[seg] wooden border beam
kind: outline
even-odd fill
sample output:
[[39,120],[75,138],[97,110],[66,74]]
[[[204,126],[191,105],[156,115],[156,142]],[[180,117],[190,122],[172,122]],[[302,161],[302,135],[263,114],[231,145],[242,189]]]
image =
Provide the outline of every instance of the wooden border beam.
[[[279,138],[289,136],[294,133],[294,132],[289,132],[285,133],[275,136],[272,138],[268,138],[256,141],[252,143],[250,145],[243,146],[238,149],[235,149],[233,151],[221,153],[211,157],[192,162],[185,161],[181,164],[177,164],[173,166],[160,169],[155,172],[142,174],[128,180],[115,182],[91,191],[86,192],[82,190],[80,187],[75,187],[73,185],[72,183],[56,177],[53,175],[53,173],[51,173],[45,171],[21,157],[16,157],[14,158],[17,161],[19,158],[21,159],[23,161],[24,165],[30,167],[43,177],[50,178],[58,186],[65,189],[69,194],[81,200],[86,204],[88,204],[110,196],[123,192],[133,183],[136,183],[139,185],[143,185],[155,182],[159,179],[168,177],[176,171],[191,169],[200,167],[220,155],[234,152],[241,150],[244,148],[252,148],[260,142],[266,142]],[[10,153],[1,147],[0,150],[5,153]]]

= = = = =

EXERCISE AIM: Quote every item above verbatim, line by line, with nothing altered or left out.

SOLUTION TO THIS PROBLEM:
[seg] wooden border beam
kind: outline
even-odd fill
sample output:
[[39,120],[75,138],[97,110],[66,74]]
[[[204,126],[191,105],[156,115],[156,142]],[[180,117],[190,122],[172,122]],[[302,161],[302,135],[263,114],[231,145],[242,189]]]
image =
Provide the outline of every instance of the wooden border beam.
[[[279,138],[289,136],[294,133],[294,132],[289,132],[285,133],[275,136],[272,138],[268,138],[256,141],[252,143],[250,145],[243,146],[238,149],[235,149],[233,151],[221,153],[211,157],[192,162],[185,161],[181,164],[177,164],[173,166],[160,169],[155,172],[142,174],[128,180],[115,182],[91,191],[86,192],[82,190],[80,187],[75,187],[73,185],[72,183],[56,177],[53,175],[53,173],[51,173],[45,171],[21,157],[16,157],[14,158],[17,161],[19,158],[21,159],[23,161],[24,165],[30,167],[43,177],[50,178],[58,186],[65,189],[69,194],[81,200],[86,204],[88,204],[110,196],[123,192],[133,183],[136,183],[139,185],[143,185],[155,182],[159,179],[168,177],[176,171],[191,169],[200,167],[220,155],[234,152],[241,150],[244,148],[252,148],[260,142],[266,142]],[[10,153],[1,147],[0,150],[5,153]]]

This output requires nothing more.